- **Exercise description**:
Below are some entries. Transcribe the lines from the one holding "like [28, 36]." to the one holding "like [218, 312].", inclusive, but not the pictures among them.

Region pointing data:
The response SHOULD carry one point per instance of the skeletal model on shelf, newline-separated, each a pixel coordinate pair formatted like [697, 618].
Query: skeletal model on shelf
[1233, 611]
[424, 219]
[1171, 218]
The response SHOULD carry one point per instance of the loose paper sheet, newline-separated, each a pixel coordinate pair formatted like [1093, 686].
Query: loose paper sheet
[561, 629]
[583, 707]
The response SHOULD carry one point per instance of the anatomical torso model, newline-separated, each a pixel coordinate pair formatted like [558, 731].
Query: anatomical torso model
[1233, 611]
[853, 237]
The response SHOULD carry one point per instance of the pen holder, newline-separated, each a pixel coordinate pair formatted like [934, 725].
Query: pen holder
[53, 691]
==
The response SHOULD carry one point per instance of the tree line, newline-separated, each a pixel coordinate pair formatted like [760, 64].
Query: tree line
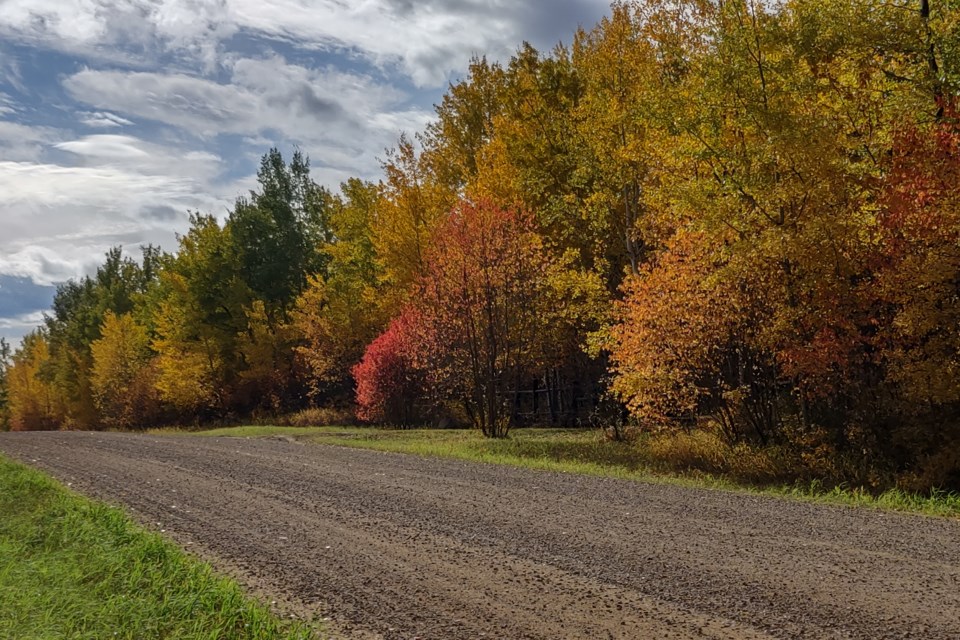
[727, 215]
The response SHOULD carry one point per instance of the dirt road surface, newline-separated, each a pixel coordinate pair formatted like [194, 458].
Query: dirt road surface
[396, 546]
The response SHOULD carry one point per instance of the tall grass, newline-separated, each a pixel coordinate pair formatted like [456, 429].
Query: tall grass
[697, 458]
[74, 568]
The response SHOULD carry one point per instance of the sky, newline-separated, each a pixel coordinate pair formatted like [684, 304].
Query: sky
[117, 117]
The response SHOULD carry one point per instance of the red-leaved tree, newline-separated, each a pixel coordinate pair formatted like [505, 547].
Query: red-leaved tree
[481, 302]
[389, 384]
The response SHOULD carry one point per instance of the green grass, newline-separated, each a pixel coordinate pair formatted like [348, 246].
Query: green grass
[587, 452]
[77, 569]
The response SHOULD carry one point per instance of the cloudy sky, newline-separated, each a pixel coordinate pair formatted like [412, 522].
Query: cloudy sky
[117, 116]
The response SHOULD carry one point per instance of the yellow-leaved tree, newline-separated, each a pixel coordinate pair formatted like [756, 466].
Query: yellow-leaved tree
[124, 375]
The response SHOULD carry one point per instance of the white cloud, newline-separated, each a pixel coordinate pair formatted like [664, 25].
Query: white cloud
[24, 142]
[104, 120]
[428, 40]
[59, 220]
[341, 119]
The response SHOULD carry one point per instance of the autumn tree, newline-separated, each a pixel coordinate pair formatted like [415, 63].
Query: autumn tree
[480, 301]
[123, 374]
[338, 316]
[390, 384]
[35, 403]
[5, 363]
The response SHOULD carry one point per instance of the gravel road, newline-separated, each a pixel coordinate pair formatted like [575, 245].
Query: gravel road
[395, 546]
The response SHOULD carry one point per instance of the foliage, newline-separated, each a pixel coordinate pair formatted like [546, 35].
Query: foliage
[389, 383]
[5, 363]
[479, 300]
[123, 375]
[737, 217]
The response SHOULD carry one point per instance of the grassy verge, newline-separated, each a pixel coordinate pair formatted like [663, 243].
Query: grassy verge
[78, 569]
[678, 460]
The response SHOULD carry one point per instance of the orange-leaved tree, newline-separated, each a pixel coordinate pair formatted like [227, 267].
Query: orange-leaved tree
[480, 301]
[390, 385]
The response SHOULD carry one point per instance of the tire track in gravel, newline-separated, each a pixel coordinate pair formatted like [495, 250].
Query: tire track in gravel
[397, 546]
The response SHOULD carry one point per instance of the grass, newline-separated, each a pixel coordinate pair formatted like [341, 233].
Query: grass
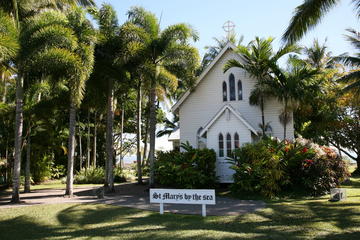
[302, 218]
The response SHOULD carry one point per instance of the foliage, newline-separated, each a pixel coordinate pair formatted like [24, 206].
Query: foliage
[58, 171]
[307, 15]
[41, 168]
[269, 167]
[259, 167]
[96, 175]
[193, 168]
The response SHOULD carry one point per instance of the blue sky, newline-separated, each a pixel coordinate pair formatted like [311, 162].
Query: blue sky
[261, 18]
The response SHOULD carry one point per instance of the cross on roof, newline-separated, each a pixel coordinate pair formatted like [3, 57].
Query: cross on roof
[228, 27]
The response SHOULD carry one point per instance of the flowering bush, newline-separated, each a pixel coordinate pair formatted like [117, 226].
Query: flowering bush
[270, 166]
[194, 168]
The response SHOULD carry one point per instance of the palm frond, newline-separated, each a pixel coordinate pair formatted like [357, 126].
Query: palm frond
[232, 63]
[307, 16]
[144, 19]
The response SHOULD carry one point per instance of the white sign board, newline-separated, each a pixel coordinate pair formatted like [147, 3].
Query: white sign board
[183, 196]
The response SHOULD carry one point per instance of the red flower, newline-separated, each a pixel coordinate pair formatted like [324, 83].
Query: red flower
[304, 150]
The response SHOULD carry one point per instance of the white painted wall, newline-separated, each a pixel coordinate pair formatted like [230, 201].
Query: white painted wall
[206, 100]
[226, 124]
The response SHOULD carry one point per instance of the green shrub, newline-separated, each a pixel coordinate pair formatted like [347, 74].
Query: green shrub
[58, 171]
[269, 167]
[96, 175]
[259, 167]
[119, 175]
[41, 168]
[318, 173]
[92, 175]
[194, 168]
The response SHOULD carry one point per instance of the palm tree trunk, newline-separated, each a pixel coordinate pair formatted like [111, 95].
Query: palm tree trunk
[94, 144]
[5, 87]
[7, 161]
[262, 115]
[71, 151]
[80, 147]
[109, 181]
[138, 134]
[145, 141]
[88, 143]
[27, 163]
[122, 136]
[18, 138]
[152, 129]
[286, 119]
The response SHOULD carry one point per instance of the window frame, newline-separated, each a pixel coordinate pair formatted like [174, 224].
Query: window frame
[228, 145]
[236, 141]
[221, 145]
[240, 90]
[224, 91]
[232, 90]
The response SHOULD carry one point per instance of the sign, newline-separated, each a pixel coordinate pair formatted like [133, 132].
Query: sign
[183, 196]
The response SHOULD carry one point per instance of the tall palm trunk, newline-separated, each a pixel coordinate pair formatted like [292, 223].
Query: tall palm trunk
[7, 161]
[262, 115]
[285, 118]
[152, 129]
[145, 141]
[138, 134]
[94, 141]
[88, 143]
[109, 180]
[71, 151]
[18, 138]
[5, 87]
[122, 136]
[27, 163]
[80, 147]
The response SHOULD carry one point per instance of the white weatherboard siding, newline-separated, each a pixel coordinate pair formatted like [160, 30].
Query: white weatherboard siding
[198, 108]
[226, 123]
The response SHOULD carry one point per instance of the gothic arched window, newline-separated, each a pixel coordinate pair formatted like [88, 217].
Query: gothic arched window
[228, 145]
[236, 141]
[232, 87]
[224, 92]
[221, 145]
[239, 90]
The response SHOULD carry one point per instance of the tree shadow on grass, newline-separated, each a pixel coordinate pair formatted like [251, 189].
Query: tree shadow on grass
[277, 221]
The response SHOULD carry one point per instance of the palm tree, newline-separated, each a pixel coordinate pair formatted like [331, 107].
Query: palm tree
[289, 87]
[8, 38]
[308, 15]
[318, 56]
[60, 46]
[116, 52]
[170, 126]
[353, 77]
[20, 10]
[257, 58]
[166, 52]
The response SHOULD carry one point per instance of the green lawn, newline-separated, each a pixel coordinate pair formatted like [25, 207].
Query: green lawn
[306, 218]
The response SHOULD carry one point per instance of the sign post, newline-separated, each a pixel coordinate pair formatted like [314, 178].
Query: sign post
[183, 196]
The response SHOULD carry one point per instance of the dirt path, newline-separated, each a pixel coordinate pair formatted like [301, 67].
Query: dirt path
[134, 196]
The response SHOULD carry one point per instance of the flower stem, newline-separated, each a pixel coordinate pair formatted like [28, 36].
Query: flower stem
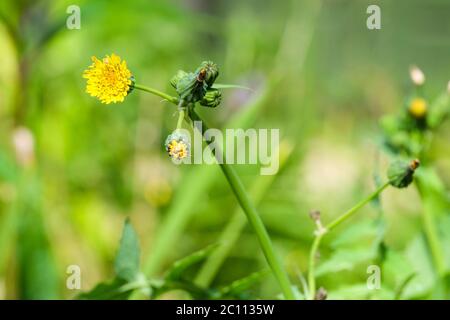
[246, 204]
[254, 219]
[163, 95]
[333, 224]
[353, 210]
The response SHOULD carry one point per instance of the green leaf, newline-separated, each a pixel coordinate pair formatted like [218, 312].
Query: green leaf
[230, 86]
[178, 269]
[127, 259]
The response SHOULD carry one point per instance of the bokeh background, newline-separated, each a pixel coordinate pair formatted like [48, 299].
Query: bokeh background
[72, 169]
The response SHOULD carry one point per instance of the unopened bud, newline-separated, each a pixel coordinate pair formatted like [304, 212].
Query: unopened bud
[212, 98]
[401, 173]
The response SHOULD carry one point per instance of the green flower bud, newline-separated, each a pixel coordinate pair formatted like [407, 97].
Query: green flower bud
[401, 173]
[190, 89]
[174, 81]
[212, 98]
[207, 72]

- **Solved exercise**:
The response SHOULD carry one point per instance of the flower stem, newline-separated, each a pixel coordinate pair formatted like [28, 36].
Query: flower stem
[246, 204]
[254, 219]
[163, 95]
[333, 224]
[353, 210]
The response SHOULD carry one point per instance of the green leaf, newline-separated, each a pixel coordinate pair formatted like [218, 312].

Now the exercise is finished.